Coordinate labeling data:
┄┄┄┄┄┄┄┄┄┄

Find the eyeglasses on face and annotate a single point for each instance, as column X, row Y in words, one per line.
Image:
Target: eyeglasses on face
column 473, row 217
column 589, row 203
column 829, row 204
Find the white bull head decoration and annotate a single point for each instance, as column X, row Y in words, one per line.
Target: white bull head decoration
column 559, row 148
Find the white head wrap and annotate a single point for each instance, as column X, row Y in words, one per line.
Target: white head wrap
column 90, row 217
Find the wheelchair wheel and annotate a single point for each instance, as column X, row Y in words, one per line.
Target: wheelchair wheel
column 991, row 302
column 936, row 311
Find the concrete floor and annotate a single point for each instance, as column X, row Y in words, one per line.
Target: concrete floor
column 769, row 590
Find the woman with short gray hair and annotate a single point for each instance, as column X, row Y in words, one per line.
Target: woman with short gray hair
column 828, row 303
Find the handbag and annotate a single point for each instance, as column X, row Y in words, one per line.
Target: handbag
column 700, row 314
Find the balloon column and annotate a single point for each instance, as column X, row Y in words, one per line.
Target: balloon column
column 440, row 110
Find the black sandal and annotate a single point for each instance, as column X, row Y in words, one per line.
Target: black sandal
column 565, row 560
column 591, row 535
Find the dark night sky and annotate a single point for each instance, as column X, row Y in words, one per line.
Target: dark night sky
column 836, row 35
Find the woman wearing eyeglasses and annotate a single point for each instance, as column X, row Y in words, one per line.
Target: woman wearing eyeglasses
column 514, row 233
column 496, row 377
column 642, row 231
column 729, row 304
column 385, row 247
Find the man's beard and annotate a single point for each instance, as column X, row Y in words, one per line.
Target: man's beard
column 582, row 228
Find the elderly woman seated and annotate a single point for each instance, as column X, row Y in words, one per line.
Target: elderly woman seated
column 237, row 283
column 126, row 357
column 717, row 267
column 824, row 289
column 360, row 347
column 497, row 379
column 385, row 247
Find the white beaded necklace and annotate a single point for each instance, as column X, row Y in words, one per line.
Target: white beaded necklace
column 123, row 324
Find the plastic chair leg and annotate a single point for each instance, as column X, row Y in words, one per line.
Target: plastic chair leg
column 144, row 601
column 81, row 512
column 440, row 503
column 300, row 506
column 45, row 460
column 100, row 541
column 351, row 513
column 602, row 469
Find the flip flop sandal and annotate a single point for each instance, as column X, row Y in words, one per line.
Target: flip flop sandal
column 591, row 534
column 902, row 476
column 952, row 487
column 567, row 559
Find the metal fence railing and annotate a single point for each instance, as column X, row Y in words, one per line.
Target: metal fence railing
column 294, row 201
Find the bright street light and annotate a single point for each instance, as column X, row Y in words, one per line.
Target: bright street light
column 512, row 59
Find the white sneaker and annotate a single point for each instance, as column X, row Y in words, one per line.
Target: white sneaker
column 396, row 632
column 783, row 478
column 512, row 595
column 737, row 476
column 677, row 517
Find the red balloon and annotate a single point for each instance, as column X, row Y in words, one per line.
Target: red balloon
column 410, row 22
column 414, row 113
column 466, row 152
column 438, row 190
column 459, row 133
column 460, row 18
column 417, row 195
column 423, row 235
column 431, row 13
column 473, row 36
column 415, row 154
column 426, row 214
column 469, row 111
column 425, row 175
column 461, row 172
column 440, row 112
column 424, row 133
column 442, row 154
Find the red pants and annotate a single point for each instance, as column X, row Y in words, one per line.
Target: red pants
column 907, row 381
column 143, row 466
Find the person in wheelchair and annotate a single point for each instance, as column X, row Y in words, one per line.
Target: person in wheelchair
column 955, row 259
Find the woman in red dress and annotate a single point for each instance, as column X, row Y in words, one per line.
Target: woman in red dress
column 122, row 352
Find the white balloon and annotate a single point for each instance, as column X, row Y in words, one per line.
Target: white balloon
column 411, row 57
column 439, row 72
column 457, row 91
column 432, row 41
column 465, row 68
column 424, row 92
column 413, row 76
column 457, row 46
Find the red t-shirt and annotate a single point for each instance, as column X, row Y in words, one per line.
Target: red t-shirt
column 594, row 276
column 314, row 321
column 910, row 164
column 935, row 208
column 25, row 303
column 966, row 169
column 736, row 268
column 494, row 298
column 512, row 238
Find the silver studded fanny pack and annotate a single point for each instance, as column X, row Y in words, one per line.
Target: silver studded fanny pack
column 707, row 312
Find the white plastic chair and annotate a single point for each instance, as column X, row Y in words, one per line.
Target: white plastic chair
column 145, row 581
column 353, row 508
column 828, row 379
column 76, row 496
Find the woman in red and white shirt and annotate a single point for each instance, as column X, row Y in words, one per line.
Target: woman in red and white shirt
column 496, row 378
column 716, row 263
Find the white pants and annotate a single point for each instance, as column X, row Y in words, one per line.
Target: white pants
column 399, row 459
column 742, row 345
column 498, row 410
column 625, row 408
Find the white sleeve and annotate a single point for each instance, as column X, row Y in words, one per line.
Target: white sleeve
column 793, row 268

┄┄┄┄┄┄┄┄┄┄

### Requirement
Rewrite the records from the start through the line that contains "column 90, row 217" as a two-column CSV with the headers input and output. Put each text and its answer on their own row, each in a single quoted field with line breaks changed to spaces.

### Exercise output
input,output
"Find the eyeglasses on face and annotate a single point for each instance, as column X, row Y in words, one per line. Image: Target: eyeglasses on face","column 473, row 217 column 589, row 203 column 829, row 204"
"Find the white bull head decoration and annotate a single point for each instance, as column X, row Y in words, one per line. Target: white bull head decoration","column 559, row 148"
"Find the white head wrap and annotate a single point for each instance, as column X, row Y in words, one per line. Target: white head wrap","column 90, row 217"